:: BRIEF ::
Pull out every line below that contains the word "water" and copy each one.

====== GIVEN RECORDS

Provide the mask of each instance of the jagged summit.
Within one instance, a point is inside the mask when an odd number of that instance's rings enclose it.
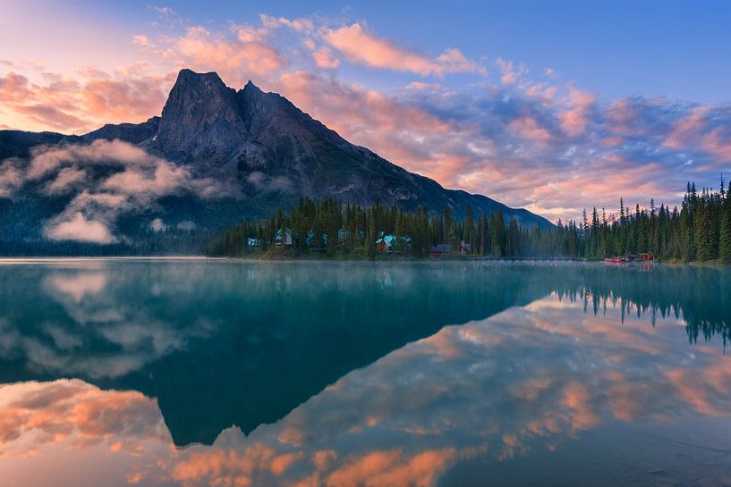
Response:
[[[186,165],[196,177],[213,178],[232,189],[228,198],[163,201],[157,207],[166,222],[193,221],[215,230],[266,216],[308,197],[363,206],[378,201],[407,211],[426,206],[434,213],[448,206],[457,216],[468,206],[476,214],[501,210],[523,225],[551,226],[527,210],[446,189],[348,142],[285,97],[262,91],[251,80],[237,91],[213,71],[181,70],[161,116],[142,123],[105,125],[81,137],[0,132],[0,142],[9,140],[5,156],[27,155],[34,145],[48,141],[98,139],[140,145]]]

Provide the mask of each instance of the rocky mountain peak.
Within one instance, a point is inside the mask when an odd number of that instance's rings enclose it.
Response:
[[[244,131],[236,91],[215,72],[184,69],[163,108],[155,145],[178,159],[216,164]]]

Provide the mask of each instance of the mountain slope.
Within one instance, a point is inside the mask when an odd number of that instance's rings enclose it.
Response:
[[[154,205],[132,207],[122,217],[115,217],[121,235],[118,240],[149,228],[145,225],[156,217],[174,225],[192,222],[199,228],[217,231],[245,218],[266,216],[302,197],[336,197],[365,206],[378,201],[407,211],[425,206],[434,213],[448,206],[456,216],[464,215],[472,206],[476,214],[500,210],[506,219],[515,218],[524,226],[552,226],[527,210],[510,208],[481,195],[446,189],[351,144],[284,97],[265,93],[251,81],[236,91],[215,72],[181,71],[161,116],[142,123],[108,124],[81,137],[0,131],[0,160],[28,159],[34,147],[48,150],[49,146],[63,148],[104,140],[132,144],[151,157],[184,168],[199,182],[225,189],[215,197],[203,199],[180,191],[166,193]],[[24,171],[30,164],[13,159],[11,169]],[[67,164],[72,167],[66,176],[78,172],[79,164]],[[97,191],[108,189],[108,181],[106,186],[101,184],[111,173],[108,165],[97,161],[93,167],[81,168],[89,184],[99,183]],[[41,239],[39,229],[54,218],[53,212],[72,204],[69,195],[51,194],[52,183],[50,179],[36,179],[16,191],[12,201],[3,198],[0,191],[0,213],[4,214],[0,214],[0,227],[4,227],[0,231],[4,239],[8,236]],[[79,184],[76,190],[84,189]],[[92,192],[90,188],[86,189]],[[35,208],[30,215],[33,221],[19,223],[27,220],[23,212],[28,208]],[[16,231],[21,234],[15,235]]]

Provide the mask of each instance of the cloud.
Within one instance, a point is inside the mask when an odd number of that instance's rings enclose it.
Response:
[[[430,58],[404,49],[369,32],[360,23],[326,29],[323,38],[343,53],[351,63],[373,68],[410,71],[421,76],[444,76],[448,72],[475,72],[480,68],[457,49],[446,49]]]
[[[44,72],[42,81],[6,72],[0,75],[0,103],[14,128],[86,131],[105,123],[141,122],[159,113],[168,75],[147,74],[145,64],[108,73],[79,70],[77,78]],[[2,114],[2,113],[0,113]]]
[[[284,177],[261,183],[268,190],[289,187]],[[120,241],[114,234],[120,214],[148,208],[161,197],[185,193],[201,198],[238,195],[233,183],[195,178],[187,166],[127,142],[105,139],[37,147],[28,162],[11,158],[0,164],[0,197],[12,197],[24,185],[33,184],[41,184],[47,194],[73,195],[64,211],[46,223],[47,238],[98,244]]]
[[[234,86],[243,86],[253,77],[269,76],[289,63],[260,33],[233,26],[232,34],[235,37],[191,27],[185,36],[173,40],[165,55],[194,71],[216,71]]]
[[[319,68],[331,70],[340,65],[340,60],[327,47],[322,47],[312,53],[312,58]]]
[[[56,290],[68,294],[79,303],[84,296],[103,291],[106,287],[107,275],[104,272],[80,273],[71,276],[59,274],[51,277],[49,281]]]
[[[596,97],[591,93],[569,88],[570,108],[559,115],[561,127],[569,137],[576,137],[583,132],[589,120],[589,112],[594,107],[597,102]]]
[[[0,197],[10,197],[20,189],[23,182],[22,161],[18,158],[8,158],[0,164]]]
[[[58,172],[55,179],[46,187],[46,192],[49,195],[67,193],[74,188],[81,186],[86,179],[86,171],[73,166],[64,167]]]
[[[514,69],[513,67],[512,61],[506,61],[498,57],[495,60],[495,63],[502,71],[502,76],[500,76],[500,82],[504,85],[514,85],[518,82],[518,80],[526,73],[527,70],[523,66],[518,67],[518,69]]]
[[[176,33],[143,30],[132,39],[147,63],[114,71],[84,66],[64,74],[5,62],[0,125],[68,132],[142,121],[159,113],[176,70],[191,67],[217,71],[235,88],[254,78],[409,171],[552,220],[578,218],[583,206],[611,211],[620,197],[678,205],[686,181],[709,186],[719,172],[731,172],[729,104],[602,99],[576,81],[562,81],[556,69],[529,71],[498,57],[488,72],[487,62],[460,50],[420,53],[378,37],[364,21],[261,15],[259,22],[217,30],[186,25],[159,8],[151,10],[160,21],[174,23]],[[345,81],[336,68],[348,64],[395,71],[384,75],[398,80],[379,90]],[[422,79],[449,73],[463,73],[466,82]],[[17,189],[18,167],[0,164],[0,197]],[[65,170],[58,190],[77,190],[65,178],[81,181],[81,170]],[[109,184],[130,188],[141,181],[151,191],[157,184],[164,190],[164,176],[131,168]],[[285,189],[286,181],[280,182]],[[185,184],[209,197],[218,189],[200,181]]]
[[[165,231],[167,230],[167,225],[165,224],[162,218],[155,218],[149,223],[149,228],[153,231]]]
[[[52,240],[75,240],[110,244],[117,239],[109,231],[106,223],[87,220],[81,212],[73,214],[71,220],[52,223],[46,227],[44,235]]]

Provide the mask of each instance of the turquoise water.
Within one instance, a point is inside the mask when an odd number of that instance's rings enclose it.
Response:
[[[731,485],[731,271],[0,261],[0,479]]]

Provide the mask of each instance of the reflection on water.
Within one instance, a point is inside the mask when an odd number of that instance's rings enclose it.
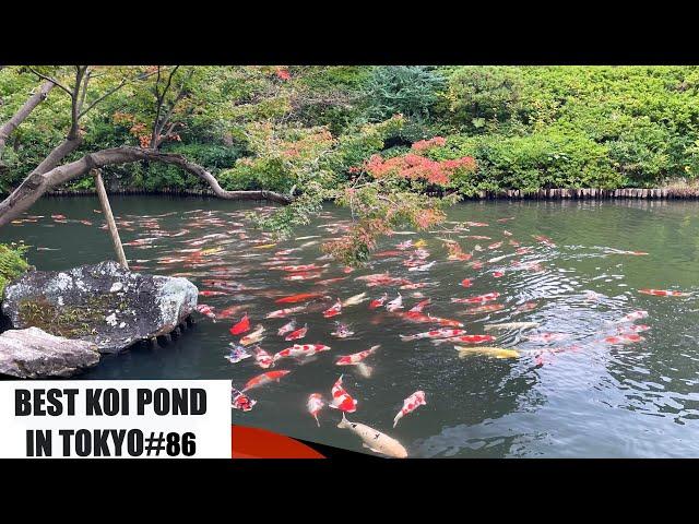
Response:
[[[110,258],[109,238],[98,227],[100,215],[93,212],[96,206],[93,199],[44,200],[32,210],[42,218],[4,228],[0,241],[24,239],[34,247],[29,259],[38,269]],[[312,361],[280,361],[275,369],[292,373],[279,384],[252,390],[258,404],[249,413],[234,410],[234,422],[365,451],[356,437],[335,427],[337,412],[322,410],[320,428],[306,412],[308,395],[318,392],[328,398],[344,372],[344,385],[358,401],[357,412],[348,418],[398,438],[411,456],[699,456],[699,303],[694,295],[699,282],[698,203],[466,203],[451,210],[449,222],[435,231],[394,236],[378,249],[395,251],[399,242],[424,239],[429,252],[426,261],[436,261],[428,271],[408,271],[403,264],[408,250],[376,258],[369,267],[352,273],[331,263],[319,278],[297,282],[262,264],[279,251],[301,246],[276,257],[288,258],[283,263],[289,265],[327,263],[318,261],[319,240],[342,231],[348,221],[344,210],[329,206],[322,217],[295,231],[297,237],[322,238],[257,249],[271,240],[254,230],[246,216],[253,204],[130,196],[115,198],[112,207],[132,265],[158,274],[189,275],[200,290],[215,289],[204,281],[225,281],[237,290],[201,297],[200,302],[216,311],[240,308],[230,320],[214,323],[201,318],[192,331],[167,347],[106,356],[82,376],[85,379],[223,378],[241,386],[262,370],[254,359],[230,365],[223,358],[234,340],[228,333],[233,321],[247,311],[252,325],[265,325],[261,345],[274,354],[291,345],[276,335],[288,319],[264,319],[284,307],[274,300],[297,293],[327,293],[329,299],[311,303],[295,318],[299,325],[309,326],[303,342],[323,343],[332,349]],[[64,214],[67,222],[50,217],[57,213]],[[488,225],[464,226],[465,222]],[[469,238],[474,236],[489,238]],[[448,260],[445,239],[458,241],[473,259]],[[474,269],[474,261],[484,262],[483,267]],[[494,333],[498,338],[488,345],[517,348],[520,358],[459,358],[452,344],[401,342],[399,334],[427,331],[433,324],[411,322],[384,309],[371,311],[367,302],[347,307],[334,319],[322,317],[321,311],[336,298],[363,291],[371,298],[387,291],[389,299],[394,298],[399,285],[367,287],[366,281],[356,279],[383,272],[426,284],[401,290],[403,311],[422,300],[415,295],[422,294],[431,299],[425,313],[459,320],[469,333],[485,333],[489,323],[536,322],[540,326]],[[343,279],[317,283],[331,278]],[[472,279],[472,287],[460,285],[464,278]],[[640,288],[690,295],[654,297],[639,294]],[[487,305],[499,303],[501,309],[473,312],[471,308],[484,305],[451,302],[451,298],[490,291],[500,297]],[[619,322],[638,310],[648,311],[648,317]],[[334,320],[351,324],[355,335],[333,338]],[[638,333],[641,342],[604,342],[619,330],[642,324],[650,329]],[[548,333],[555,334],[554,340],[542,336]],[[381,348],[367,360],[374,368],[370,378],[334,365],[337,356],[375,344]],[[392,429],[403,398],[416,390],[425,391],[427,405]]]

============

:: OUTPUT FOR THIS TASK ::
Provide the mask of each instance of the turquoise water.
Provide the mask of each instance of the reflection on water.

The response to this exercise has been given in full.